* [Task description] Find "Question. Spot each instance of the woman's lips" in the data below; transcribe the line it appears on and each line after it, exactly, to the end, and nothing else.

Records from a point labeling set:

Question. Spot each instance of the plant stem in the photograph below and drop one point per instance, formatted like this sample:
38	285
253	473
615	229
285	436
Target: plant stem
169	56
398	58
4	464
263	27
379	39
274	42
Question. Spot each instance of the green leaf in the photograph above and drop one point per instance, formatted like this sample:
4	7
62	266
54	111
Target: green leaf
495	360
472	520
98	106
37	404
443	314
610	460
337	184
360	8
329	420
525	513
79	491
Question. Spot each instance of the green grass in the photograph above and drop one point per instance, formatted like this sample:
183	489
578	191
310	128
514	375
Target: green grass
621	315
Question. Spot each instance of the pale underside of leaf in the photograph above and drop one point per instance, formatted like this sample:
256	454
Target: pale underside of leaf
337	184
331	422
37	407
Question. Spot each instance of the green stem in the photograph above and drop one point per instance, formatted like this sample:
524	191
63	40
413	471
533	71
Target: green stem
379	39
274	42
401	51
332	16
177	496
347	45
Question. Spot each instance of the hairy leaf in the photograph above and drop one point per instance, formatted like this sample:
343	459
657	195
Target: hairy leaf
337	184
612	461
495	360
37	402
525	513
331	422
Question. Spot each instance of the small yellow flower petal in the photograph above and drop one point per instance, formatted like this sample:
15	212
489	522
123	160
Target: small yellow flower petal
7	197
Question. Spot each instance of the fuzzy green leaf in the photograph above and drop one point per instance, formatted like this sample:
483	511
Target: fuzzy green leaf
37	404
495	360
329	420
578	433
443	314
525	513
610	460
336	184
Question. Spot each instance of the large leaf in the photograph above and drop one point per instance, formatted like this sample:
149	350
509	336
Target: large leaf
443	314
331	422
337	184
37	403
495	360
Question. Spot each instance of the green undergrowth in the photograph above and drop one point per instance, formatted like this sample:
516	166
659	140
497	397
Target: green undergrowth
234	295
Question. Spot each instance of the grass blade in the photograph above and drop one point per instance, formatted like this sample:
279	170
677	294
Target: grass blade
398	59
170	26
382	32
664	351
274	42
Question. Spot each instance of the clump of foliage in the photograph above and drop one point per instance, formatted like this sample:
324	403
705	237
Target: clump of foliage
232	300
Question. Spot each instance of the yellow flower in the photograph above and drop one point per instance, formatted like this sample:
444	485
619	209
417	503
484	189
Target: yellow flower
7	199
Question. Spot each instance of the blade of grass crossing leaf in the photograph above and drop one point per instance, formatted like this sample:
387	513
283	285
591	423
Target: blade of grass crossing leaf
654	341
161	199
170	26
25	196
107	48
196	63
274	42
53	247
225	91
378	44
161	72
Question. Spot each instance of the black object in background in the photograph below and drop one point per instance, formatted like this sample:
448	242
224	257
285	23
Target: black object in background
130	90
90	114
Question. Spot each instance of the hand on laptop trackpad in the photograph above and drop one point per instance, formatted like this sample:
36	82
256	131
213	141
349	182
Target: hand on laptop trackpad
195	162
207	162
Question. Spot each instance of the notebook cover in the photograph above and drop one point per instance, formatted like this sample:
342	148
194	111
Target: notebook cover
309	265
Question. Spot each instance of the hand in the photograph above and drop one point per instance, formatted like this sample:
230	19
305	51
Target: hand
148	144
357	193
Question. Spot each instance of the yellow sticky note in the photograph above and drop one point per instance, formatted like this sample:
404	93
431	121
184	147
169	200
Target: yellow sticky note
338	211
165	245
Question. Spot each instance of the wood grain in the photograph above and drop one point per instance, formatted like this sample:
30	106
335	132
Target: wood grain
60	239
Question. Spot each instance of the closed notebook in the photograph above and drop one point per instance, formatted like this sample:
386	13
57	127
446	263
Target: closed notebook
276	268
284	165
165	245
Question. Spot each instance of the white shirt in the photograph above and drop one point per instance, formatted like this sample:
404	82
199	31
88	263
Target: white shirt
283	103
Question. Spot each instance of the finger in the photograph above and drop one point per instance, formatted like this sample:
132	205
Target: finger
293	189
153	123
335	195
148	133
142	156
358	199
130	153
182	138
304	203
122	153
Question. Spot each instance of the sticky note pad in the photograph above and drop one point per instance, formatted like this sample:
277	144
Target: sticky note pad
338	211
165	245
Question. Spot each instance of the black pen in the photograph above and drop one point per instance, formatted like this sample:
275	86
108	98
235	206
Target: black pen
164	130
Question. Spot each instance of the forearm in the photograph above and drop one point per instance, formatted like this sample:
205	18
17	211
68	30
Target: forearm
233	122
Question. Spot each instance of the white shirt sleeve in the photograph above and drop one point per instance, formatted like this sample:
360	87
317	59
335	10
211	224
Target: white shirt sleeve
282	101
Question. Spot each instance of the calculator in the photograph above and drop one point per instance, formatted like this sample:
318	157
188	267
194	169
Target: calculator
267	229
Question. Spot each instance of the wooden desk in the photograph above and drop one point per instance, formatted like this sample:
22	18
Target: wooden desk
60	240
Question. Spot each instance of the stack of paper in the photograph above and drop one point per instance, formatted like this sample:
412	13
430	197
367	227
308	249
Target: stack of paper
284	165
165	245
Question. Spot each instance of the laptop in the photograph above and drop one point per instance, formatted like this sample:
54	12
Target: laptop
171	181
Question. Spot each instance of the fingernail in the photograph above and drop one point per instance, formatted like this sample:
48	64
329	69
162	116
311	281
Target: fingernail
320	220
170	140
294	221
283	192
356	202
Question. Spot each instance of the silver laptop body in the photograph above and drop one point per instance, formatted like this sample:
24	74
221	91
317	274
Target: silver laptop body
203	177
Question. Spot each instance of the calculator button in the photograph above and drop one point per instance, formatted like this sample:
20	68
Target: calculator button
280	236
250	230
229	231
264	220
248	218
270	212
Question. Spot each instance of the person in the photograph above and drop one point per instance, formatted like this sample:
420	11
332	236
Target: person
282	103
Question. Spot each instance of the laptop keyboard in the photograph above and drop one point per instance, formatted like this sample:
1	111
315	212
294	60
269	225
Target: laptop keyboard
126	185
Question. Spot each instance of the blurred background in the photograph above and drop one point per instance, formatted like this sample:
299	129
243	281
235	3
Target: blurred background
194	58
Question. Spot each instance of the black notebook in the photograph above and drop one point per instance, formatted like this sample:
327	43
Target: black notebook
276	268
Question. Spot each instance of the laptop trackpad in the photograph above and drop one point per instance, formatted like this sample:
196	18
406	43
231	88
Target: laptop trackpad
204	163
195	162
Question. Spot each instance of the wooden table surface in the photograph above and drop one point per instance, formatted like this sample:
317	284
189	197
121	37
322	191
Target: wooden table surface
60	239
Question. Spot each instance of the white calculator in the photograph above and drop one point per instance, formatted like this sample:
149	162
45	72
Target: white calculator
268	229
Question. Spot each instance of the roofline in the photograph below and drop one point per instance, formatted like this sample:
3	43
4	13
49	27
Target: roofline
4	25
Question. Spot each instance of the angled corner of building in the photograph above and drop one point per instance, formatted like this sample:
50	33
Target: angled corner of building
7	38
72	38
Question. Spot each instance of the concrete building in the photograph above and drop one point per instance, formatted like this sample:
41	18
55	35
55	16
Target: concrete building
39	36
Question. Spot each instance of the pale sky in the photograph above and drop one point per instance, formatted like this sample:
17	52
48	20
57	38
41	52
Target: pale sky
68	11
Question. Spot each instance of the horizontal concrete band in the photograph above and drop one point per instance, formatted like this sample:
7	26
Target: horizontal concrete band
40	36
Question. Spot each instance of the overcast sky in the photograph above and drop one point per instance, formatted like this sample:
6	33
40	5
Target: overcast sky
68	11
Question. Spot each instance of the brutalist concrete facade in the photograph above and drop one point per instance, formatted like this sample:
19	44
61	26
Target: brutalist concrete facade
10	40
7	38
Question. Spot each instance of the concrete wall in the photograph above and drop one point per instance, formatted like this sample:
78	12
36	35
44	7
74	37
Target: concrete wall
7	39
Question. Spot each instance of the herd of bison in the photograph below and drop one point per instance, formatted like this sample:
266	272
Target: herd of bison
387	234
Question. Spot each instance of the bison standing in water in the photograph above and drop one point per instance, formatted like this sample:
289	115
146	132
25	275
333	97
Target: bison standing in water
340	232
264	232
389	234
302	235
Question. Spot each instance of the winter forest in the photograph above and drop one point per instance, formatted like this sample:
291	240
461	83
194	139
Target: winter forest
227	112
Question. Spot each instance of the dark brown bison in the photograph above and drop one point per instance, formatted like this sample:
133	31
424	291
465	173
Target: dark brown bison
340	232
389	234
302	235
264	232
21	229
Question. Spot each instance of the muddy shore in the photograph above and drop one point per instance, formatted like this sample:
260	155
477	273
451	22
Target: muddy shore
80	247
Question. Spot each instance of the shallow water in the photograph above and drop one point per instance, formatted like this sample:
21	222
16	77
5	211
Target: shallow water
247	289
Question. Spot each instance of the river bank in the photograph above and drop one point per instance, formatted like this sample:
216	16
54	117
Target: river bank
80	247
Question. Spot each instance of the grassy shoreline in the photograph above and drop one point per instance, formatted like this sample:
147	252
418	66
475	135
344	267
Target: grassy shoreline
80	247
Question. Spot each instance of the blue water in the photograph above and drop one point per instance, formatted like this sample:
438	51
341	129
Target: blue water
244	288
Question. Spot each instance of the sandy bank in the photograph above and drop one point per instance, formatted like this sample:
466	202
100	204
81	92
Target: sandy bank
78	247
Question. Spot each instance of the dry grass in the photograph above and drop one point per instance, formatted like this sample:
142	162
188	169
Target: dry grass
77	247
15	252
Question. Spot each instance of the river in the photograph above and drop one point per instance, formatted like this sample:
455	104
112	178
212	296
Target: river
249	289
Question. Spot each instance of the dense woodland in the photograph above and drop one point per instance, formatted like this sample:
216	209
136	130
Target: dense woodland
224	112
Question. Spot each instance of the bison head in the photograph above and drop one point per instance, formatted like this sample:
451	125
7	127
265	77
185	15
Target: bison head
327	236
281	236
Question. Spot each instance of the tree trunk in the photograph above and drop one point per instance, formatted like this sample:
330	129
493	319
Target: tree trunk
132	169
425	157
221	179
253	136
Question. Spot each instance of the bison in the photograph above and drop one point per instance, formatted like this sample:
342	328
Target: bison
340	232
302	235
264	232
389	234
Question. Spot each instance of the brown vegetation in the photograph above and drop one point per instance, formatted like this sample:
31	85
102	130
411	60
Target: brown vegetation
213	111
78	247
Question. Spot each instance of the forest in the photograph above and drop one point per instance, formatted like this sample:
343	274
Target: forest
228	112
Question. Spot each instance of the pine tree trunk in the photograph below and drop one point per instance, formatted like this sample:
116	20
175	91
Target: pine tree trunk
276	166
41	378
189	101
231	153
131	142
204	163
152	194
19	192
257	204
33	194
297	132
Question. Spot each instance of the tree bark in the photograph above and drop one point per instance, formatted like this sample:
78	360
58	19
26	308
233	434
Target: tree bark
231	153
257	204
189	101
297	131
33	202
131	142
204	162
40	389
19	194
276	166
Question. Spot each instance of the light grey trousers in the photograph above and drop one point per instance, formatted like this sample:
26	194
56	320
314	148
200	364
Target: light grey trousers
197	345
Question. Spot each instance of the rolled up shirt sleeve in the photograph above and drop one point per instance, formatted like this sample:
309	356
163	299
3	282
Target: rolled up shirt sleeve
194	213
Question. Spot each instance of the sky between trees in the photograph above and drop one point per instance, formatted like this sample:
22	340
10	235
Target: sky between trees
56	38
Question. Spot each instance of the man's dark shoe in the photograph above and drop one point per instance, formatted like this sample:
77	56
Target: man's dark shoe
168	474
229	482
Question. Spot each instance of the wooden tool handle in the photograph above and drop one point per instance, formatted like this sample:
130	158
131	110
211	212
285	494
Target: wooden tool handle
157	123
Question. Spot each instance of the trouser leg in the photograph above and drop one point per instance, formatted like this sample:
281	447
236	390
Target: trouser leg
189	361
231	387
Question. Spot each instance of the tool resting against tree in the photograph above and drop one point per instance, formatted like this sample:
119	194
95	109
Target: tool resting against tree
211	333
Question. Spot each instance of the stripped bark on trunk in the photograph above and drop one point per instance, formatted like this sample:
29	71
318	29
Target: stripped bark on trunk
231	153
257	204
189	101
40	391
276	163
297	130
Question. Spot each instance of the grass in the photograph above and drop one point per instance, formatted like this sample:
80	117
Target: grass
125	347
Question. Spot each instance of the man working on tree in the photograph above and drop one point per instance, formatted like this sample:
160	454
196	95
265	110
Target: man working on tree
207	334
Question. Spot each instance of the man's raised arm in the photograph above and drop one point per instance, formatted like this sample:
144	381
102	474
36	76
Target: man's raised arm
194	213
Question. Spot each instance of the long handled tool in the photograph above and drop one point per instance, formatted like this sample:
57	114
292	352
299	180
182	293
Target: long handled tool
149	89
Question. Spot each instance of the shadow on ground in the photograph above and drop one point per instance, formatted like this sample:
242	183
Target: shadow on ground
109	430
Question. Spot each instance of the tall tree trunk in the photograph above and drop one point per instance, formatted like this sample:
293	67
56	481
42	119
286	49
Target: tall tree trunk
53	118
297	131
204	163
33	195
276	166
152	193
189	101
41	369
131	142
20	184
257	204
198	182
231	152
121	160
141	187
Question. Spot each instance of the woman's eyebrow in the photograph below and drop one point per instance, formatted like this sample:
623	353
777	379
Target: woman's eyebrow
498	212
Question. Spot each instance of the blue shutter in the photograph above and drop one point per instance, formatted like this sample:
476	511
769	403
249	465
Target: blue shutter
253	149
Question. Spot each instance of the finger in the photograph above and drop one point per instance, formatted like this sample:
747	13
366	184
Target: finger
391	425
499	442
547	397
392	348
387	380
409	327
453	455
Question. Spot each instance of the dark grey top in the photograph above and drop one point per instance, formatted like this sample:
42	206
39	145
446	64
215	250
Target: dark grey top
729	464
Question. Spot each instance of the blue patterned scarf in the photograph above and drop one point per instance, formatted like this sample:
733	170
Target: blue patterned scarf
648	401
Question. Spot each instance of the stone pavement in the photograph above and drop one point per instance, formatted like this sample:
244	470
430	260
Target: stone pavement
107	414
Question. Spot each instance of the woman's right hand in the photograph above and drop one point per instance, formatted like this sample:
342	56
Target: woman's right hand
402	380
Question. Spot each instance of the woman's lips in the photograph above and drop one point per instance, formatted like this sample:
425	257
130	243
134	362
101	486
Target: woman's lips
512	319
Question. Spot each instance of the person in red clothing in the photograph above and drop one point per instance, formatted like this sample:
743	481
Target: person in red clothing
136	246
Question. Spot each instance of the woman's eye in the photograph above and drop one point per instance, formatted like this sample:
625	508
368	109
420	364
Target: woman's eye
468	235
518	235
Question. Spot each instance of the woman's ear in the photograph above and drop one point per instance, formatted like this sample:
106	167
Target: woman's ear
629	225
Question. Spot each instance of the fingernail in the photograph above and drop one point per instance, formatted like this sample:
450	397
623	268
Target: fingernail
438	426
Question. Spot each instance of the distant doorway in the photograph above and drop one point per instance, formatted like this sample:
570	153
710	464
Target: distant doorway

* [Result of this task]
Question. Spot each instance of the woman's lips in the photograph above and drop one point per instance, formatted like this sample:
425	257
130	243
134	362
101	486
Target: woman's lips
512	319
Question. Spot each instance of the person in red clothing in the photograph above and drop one point per instance, formatted like this sample:
743	481
Target: person in red clothing
136	246
Question. Spot each instance of the woman's eye in the photograph above and drop one point per instance, formatted like this sample:
625	508
368	109
420	364
Target: woman's eye
468	235
518	235
Question. Spot each instance of the woman's ear in the photograph above and drop one point per instance, formatted like this sample:
106	167
Target: woman's ear
629	225
Question. Spot each instance of the fingernail in the photograph above and drop one point per instance, formatted like this sample:
450	397
623	268
Target: fingernail
438	426
Question. Spot each instance of the distant doorway in the photograph above and drop one point per instance, formatted like this sample:
570	153
710	464
Target: distant doorway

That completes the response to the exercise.